- **WORK REQUIRED**:
The entries below are to be repeated exactly, with the pictures left out.

- **EXERCISE MATERIALS**:
********
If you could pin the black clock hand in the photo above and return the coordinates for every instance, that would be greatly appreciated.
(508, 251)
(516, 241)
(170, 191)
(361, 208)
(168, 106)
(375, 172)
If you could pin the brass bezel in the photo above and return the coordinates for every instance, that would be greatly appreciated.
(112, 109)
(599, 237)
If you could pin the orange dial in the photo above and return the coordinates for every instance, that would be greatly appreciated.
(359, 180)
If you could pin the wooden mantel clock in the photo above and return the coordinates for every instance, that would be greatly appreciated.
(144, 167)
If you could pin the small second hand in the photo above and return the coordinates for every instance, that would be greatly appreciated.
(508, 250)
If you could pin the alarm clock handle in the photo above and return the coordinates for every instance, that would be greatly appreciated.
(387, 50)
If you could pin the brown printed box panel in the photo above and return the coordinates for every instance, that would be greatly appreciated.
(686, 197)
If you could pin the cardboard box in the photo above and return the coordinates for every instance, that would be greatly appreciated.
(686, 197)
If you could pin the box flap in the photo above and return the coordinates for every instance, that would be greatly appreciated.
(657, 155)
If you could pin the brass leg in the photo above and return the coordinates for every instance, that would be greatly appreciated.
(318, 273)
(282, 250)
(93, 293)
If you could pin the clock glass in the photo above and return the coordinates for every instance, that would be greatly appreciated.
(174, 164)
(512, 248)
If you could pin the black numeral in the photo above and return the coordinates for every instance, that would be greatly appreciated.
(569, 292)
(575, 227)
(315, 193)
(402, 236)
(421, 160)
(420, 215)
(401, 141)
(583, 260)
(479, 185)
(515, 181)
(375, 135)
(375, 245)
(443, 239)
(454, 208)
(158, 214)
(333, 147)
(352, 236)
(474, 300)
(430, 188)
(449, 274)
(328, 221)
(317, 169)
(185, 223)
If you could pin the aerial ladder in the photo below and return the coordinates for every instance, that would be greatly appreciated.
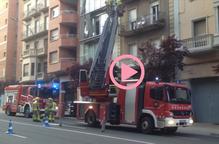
(98, 83)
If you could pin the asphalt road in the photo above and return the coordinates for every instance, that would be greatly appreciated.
(27, 132)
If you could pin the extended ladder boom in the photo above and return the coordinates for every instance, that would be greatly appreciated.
(99, 68)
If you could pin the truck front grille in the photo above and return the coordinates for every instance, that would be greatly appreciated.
(181, 113)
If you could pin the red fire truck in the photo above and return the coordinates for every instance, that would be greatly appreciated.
(149, 106)
(19, 99)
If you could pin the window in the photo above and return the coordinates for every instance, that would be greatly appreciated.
(133, 49)
(39, 69)
(154, 11)
(45, 43)
(28, 30)
(46, 24)
(157, 93)
(132, 17)
(55, 12)
(54, 35)
(45, 67)
(26, 70)
(36, 44)
(53, 57)
(217, 17)
(199, 27)
(37, 26)
(25, 91)
(27, 47)
(28, 8)
(32, 69)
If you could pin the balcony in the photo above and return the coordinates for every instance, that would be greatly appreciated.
(66, 63)
(143, 24)
(29, 53)
(42, 51)
(68, 40)
(71, 2)
(40, 75)
(69, 17)
(200, 44)
(35, 11)
(36, 33)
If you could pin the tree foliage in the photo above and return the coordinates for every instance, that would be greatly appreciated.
(163, 61)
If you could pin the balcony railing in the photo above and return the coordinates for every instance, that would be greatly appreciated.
(66, 36)
(69, 16)
(199, 44)
(40, 75)
(35, 10)
(143, 23)
(32, 32)
(66, 63)
(29, 52)
(68, 40)
(42, 51)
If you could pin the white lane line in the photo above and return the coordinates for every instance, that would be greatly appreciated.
(105, 136)
(19, 136)
(86, 133)
(26, 124)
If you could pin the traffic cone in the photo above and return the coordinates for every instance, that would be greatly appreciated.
(46, 122)
(10, 128)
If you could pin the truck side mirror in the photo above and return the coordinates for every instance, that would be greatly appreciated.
(83, 76)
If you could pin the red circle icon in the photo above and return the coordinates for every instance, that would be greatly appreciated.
(126, 71)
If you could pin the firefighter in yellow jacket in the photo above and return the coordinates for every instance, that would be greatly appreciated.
(50, 109)
(36, 110)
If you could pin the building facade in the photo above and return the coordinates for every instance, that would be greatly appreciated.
(196, 22)
(8, 42)
(35, 40)
(143, 20)
(63, 41)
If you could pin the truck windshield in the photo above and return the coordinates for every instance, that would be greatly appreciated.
(178, 95)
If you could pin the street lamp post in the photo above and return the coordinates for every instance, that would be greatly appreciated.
(35, 52)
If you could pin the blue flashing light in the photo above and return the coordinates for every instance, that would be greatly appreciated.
(39, 85)
(55, 86)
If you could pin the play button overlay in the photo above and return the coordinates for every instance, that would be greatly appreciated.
(127, 72)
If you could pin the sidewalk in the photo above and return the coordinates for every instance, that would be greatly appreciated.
(1, 110)
(197, 128)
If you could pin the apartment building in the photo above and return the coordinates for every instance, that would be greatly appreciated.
(35, 40)
(143, 20)
(197, 25)
(8, 36)
(92, 19)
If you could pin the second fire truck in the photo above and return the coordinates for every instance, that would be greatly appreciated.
(151, 105)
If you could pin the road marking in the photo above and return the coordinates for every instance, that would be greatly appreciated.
(105, 136)
(20, 136)
(86, 133)
(35, 125)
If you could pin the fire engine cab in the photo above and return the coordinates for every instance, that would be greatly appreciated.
(19, 98)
********
- **TASK ANSWER**:
If you could pin the black clock hand in the photo above and return the coordinates for every instance, that would be greatly appreciated.
(508, 251)
(516, 241)
(170, 191)
(361, 208)
(168, 106)
(375, 172)
If you could pin the brass bezel in the photo above and return the coordinates for every instance, that would be greatly appreciated.
(112, 109)
(599, 237)
If you could pin the orange dial in the photo above and return the coordinates for every instance, that would be greatly appreciated.
(359, 180)
If you could pin the wooden mantel clock in the photo above and return the coordinates for every instance, that would be greatly appreciated.
(144, 167)
If you could pin the small second hand in the photo above and return the coordinates for every instance, that would be greatly appreciated.
(508, 250)
If you could pin the alarm clock handle in the photo above and return the coordinates for every instance, that would be greatly appreciated.
(387, 50)
If you could pin the brown printed box panel in the photo above and return the coordinates for every instance, that would be greatly appreciated.
(686, 197)
If you could pin the cardboard box in the photo above and return the coordinates for every instance, that would be greatly appreciated.
(686, 197)
If you could pin the box flap in the photo above and return the coordinates for every instance, that would be greatly appreciated.
(657, 155)
If you could pin the brass leg in the photo above and return the coordinates for every instance, that would be greatly appreciated.
(318, 273)
(282, 250)
(93, 293)
If you could pin the clock glass in the photo above and return the coordinates for every instance, that would be greatly appreciated.
(174, 164)
(512, 248)
If you could pin the black numeral in the photo above and return the coordinates for every instance, that would be greatly appreciated.
(569, 292)
(575, 227)
(315, 193)
(402, 236)
(421, 160)
(420, 215)
(401, 141)
(583, 260)
(479, 185)
(515, 181)
(375, 135)
(375, 245)
(443, 239)
(454, 208)
(158, 214)
(333, 147)
(352, 236)
(474, 300)
(430, 188)
(449, 274)
(328, 221)
(317, 169)
(185, 223)
If you could pin the aerial ladder in the photo below and return the coordinates for every instance, that would be greatly appreciated.
(98, 83)
If you could pin the asphalt road in the photo above and return the coordinates for every instance, that would be greatly appreciated.
(27, 132)
If you could pin the extended ladder boom in the photo above and return the coordinates for every instance, that would be greatly appreciated.
(99, 68)
If you could pin the truck front grille in the photo above and return the coordinates for every instance, that would be greatly appreciated.
(181, 113)
If you could pin the red fire truck in the photo above and return the coordinates for every instance, that would be greatly appreciated.
(149, 106)
(19, 99)
If you could pin the window in the photo above and return the coordinates for every instance, that would be greatly appreciated.
(133, 49)
(39, 69)
(154, 11)
(45, 43)
(28, 30)
(46, 24)
(157, 93)
(132, 17)
(55, 12)
(54, 35)
(45, 67)
(26, 70)
(36, 44)
(53, 57)
(217, 17)
(199, 27)
(37, 26)
(25, 91)
(27, 47)
(28, 8)
(32, 69)
If you could pin the balcony in the photo above and return the coordinates for every instance, that would be greatly appreciated.
(66, 63)
(143, 24)
(29, 53)
(42, 51)
(68, 40)
(71, 2)
(40, 75)
(69, 17)
(200, 44)
(35, 11)
(36, 33)
If you could pin the tree foliage in the photo above and return the coordinates for every instance, that would be greatly appreciated.
(163, 61)
If you could pin the balcony railing in the photo above and return the coordinates for every instance, that would be greatly appreciated.
(66, 36)
(69, 16)
(199, 44)
(40, 75)
(35, 10)
(143, 23)
(32, 32)
(66, 63)
(29, 52)
(68, 40)
(42, 51)
If you could pin the white lane line in the photo above and return the coordinates for every instance, that would be greatly appreciated.
(105, 136)
(19, 136)
(86, 133)
(26, 124)
If you could pin the traffic cone in the photo above and return the coordinates for every instance, that would be greatly appreciated.
(46, 122)
(10, 128)
If you could pin the truck side mirror in the photo above and return the coordinates for every instance, that would be greatly appreciated.
(83, 76)
If you could pin the red circle icon in the photo above and return the coordinates for every instance, that would be greatly appreciated.
(126, 71)
If you could pin the firefighter in yellow jacket in the photo above and return the coordinates for every instance, that would be greatly appreciated.
(50, 109)
(36, 110)
If you could pin the building facade in the photo above and return the coordinates for every instance, that would be greatly appreciated.
(196, 22)
(8, 42)
(35, 40)
(143, 20)
(63, 41)
If you could pin the truck windshield in the photo above and return the coordinates for every instance, that would be greatly appreciated.
(178, 95)
If you could pin the street lamp post in the photo above and return the coordinates for every instance, that would be greatly appreciated.
(35, 52)
If you could pin the blue flashing light in the photo above and return the coordinates for every instance, that would be greatly appreciated.
(39, 85)
(55, 86)
If you could pin the play button overlay in the photo above and return the coordinates for every instance, that would be greatly appreciated.
(127, 72)
If you could pin the sidewalk in the photo above and return the coordinates for every instance, that would be greatly appreciated.
(1, 110)
(197, 128)
If you could pin the apartment building in the photo above and return the coordinates for every instance, that would be greatly appreciated.
(35, 40)
(143, 20)
(197, 25)
(8, 36)
(92, 19)
If you could pin the second fire truck in the photo above and return the coordinates for every instance, that would be greatly appreciated.
(151, 105)
If you could pin the road marking in the photo above and return the coordinates for every instance, that would be greatly appreciated.
(105, 136)
(20, 136)
(86, 133)
(35, 125)
If you could pin the fire engine cab in the photo above and return the coordinates for every instance, that would be greatly appreciated.
(19, 98)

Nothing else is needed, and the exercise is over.